DOCUMENT EXTRACT:
↓

"Crocodile tears..."
Let the meme-ing begin... He'll probably be selling mortgages in pop-up ads with that photo by the end of the week.
What a rather surprising mixed-bag this pronouncement is. All the more so because this man has never made a point of conceding any territory willingly, and because he has never crafted proposals like this with any contrarian input. Basically, a rather substantial (and somewhat humiliating) burden laid upon so many NFA owners, but at the same time a supposed lifting of an outright barrier to ownership for many.
I suspect the CLEO signature removal will, itself, be rescinded by this administration before he leaves office. He removed it, he can put it back once we've finished overlooking the additional regulatory burden he has placed by mandate upon so many NFA owners. In the case of individuals, there is some question whether the authority to even remove the signoff requirement exists, and in the case of trusts, the same question as to by what authority their approval is now required (the CLEO of the location/address of the trust I can understand, but not the CLEO's of every party to the trust, or such a thorough piercing of the trust's protections that every party be scoured by background check)
We shall see what sticks, but not until years from now, such is the modus-operandi of this administration (I'd call it contempt of the judicial system, and do not understand why judges remain oblivious of the raspberries being blown in their faces). I happen to think this move may be entirely a way to shortcut future assaults on the NFA's unjustifiable prohibitory effects; the CLEO signoff refusal was the most direct route not involving *scawwy* machineguns.
I just hope the ATF/Justice Dept get some better lawyers to draft their arguments for the courts than whoever drafted the justifications portions of this drivel. Conceding that registered NFA weapons generate no public harm, yet are such a public threat as to require essentially limitless federal regulatory intervention. That individuals (and trustees) who partake of the onerous process constitute a vanishingly small burden on law enforcement, yet are deserving of even more scrutiny than those with security clearances (at least those BGCs only occur every few years, not every time a document is handled/created).
I hate to be crass, but pretty much everything else about his proposals falls into the 'baffle them with bull****' category, and is probably a distraction from the more nuanced but impactful 41p/NFA changes we are seeing. Very few practical effects for anyone not in the midst of an ATF sting. Basically, our Feds are claiming that no legal construct intended to protect sensitive personal information will stand in their way if they want to know bad enough, whether it be trust or medical records, and intend to use tax law as the conduit.
Can't wait to hear what the next 300$ legal workaround to this fingerprint requirement will be; I strongly suspect the NFA law groups won't give up this honey-pot so easily. I'd also love to see such personal scrutiny on individuals setting up trusts for other areas of commerce *cough* Cayman Islands *cough* since that would get this question settled quite rapidly, indeed.

↑

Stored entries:
↓

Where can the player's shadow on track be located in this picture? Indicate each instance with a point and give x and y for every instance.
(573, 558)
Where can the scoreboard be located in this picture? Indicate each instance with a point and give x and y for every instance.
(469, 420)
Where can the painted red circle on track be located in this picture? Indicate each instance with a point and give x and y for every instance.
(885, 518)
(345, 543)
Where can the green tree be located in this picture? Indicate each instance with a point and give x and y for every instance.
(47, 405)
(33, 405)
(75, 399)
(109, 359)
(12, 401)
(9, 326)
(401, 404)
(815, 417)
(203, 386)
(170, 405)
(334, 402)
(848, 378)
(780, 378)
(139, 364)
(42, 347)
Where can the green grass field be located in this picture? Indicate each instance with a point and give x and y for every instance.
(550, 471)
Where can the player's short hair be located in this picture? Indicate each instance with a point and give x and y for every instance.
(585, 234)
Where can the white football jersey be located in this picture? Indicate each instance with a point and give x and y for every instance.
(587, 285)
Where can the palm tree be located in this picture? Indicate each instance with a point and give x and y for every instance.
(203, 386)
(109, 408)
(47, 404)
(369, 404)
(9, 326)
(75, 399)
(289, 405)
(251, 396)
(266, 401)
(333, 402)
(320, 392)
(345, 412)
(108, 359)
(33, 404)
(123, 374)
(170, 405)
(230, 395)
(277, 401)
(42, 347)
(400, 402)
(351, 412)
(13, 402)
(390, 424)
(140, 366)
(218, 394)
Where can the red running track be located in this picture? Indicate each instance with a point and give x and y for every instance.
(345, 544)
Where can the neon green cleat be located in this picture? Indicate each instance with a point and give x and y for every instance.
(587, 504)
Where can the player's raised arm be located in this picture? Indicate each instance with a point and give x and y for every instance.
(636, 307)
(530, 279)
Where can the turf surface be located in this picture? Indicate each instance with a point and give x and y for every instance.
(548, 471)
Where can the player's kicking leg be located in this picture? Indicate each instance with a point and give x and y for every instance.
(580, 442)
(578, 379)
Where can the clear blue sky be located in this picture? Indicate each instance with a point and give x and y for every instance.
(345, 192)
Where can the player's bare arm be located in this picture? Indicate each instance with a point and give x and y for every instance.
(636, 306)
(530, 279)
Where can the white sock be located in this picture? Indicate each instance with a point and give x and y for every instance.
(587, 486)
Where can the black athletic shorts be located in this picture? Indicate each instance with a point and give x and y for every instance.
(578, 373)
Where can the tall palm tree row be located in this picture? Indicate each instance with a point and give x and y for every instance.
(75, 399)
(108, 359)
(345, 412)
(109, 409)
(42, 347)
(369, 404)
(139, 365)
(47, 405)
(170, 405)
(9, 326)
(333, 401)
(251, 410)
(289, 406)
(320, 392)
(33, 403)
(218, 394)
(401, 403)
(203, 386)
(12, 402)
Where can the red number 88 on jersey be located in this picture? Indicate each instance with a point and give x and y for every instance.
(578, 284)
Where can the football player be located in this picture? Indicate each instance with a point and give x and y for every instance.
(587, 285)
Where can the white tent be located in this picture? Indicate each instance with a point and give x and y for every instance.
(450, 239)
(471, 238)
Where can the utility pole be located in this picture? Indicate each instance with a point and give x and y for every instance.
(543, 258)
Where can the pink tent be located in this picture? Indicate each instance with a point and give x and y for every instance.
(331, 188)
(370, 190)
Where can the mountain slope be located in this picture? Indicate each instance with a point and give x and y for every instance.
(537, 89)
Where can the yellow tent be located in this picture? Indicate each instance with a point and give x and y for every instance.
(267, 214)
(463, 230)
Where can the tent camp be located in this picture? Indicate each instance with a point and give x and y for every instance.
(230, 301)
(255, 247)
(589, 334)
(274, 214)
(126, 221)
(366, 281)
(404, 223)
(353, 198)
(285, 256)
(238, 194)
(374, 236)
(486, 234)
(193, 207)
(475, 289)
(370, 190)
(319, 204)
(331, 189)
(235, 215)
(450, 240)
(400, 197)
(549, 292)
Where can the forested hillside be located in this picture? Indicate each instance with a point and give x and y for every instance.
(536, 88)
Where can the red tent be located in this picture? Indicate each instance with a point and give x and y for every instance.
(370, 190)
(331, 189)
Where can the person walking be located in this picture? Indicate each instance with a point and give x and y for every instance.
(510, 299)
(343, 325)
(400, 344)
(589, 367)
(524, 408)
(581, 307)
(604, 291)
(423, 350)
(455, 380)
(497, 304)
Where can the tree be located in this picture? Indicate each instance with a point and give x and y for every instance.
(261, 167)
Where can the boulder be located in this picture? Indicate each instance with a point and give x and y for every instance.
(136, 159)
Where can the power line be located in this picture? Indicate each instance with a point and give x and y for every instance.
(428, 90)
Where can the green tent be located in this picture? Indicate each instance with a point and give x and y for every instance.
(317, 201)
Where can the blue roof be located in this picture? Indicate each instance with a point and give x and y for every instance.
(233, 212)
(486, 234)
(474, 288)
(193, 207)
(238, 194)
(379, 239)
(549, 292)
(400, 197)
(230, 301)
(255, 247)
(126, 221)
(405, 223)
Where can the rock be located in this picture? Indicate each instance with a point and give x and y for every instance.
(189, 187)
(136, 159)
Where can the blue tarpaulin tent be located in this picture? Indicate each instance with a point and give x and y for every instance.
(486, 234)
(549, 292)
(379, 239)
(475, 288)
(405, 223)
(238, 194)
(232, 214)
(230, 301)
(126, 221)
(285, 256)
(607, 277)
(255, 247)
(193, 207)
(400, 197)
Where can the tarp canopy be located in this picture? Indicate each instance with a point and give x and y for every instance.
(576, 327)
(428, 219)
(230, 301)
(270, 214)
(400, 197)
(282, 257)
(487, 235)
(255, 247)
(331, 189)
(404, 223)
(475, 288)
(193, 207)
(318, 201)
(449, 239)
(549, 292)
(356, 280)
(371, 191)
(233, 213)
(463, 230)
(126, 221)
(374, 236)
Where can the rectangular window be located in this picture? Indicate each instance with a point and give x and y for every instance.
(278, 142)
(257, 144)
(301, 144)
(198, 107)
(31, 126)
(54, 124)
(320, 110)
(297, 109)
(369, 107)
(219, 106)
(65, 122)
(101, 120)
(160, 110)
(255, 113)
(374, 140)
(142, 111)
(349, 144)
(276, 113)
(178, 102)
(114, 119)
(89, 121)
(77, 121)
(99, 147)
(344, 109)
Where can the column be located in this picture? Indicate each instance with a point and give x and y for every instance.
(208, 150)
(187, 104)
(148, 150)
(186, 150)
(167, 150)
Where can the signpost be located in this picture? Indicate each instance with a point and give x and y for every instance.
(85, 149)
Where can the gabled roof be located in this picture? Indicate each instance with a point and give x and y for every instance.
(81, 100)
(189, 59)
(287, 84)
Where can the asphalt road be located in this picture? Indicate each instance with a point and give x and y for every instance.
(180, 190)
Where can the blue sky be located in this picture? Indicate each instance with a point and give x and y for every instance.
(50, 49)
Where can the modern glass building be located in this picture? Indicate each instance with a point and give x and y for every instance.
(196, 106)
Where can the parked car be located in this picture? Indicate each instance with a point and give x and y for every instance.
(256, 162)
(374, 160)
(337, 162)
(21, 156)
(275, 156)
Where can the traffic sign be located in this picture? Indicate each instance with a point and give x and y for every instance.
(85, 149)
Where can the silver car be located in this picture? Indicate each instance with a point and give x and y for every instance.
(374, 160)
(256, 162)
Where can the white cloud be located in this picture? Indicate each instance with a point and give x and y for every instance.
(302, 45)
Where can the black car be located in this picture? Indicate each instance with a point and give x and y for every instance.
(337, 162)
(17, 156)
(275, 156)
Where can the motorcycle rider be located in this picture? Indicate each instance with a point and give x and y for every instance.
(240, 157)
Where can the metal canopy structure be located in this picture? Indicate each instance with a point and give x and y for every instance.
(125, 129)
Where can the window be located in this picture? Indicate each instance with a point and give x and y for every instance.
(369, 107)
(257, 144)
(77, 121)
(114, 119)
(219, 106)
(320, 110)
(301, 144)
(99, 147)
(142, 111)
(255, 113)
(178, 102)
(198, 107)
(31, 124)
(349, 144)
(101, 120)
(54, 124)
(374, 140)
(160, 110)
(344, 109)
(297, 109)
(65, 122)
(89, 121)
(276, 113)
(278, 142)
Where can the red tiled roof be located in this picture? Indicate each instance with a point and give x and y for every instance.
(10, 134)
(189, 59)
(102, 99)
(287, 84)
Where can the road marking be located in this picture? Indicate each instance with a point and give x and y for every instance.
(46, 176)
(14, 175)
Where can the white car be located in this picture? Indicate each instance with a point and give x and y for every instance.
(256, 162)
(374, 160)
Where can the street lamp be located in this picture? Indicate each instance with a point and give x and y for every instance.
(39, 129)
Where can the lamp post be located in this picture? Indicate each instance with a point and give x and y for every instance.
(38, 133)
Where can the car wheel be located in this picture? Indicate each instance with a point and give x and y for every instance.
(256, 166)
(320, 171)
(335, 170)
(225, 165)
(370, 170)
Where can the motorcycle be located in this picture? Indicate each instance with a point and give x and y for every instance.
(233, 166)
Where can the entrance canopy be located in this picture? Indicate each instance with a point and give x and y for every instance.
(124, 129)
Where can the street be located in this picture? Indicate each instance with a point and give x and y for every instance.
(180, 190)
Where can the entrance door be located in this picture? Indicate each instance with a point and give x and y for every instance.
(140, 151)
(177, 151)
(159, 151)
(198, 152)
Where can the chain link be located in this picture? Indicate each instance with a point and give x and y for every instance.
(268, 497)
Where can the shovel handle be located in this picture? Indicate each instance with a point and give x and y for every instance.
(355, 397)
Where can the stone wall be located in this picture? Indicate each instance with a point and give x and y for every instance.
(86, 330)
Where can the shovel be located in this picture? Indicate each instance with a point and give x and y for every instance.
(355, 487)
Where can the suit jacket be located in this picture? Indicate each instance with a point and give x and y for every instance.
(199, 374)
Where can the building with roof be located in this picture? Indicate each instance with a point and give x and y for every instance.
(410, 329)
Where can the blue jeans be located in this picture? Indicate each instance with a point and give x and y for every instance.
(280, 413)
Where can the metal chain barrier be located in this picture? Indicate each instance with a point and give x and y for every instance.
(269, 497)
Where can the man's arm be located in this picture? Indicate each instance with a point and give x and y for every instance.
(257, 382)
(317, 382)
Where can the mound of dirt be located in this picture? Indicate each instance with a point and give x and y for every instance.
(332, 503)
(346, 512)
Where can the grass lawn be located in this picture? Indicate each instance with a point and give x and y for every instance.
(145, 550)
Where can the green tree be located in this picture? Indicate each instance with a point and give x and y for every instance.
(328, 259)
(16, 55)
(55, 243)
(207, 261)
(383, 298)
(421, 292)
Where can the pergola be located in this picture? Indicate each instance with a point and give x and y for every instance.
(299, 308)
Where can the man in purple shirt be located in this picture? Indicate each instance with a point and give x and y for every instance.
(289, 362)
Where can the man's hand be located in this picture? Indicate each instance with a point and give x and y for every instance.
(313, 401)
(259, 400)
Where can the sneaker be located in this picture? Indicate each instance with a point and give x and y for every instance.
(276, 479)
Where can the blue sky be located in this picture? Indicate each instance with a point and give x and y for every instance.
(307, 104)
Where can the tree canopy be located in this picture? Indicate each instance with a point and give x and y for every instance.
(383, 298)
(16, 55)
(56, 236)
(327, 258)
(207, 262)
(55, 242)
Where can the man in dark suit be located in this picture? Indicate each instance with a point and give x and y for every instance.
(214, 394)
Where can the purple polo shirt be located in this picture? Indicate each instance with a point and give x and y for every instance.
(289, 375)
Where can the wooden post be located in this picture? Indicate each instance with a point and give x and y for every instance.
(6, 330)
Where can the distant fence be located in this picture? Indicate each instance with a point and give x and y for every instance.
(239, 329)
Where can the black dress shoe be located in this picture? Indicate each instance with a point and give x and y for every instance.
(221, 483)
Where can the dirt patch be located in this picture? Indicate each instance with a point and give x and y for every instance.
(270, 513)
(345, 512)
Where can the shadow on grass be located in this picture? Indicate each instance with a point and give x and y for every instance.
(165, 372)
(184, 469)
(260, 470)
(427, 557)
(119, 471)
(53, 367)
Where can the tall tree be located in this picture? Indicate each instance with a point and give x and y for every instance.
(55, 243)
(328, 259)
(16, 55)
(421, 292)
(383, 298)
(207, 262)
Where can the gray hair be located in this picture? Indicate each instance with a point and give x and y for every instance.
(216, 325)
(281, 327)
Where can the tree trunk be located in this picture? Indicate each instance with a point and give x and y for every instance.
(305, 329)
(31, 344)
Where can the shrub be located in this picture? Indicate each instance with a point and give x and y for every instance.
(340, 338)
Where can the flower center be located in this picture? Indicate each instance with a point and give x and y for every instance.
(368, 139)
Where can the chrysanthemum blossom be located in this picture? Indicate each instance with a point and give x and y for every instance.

↑

PROMPT:
Write out the passage of the comment on the NFA rule changes from "We shall see" to "involving *scawwy* machineguns.", word for word.

TASK RESULT:
We shall see what sticks, but not until years from now, such is the modus-operandi of this administration (I'd call it contempt of the judicial system, and do not understand why judges remain oblivious of the raspberries being blown in their faces). I happen to think this move may be entirely a way to shortcut future assaults on the NFA's unjustifiable prohibitory effects; the CLEO signoff refusal was the most direct route not involving *scawwy* machineguns.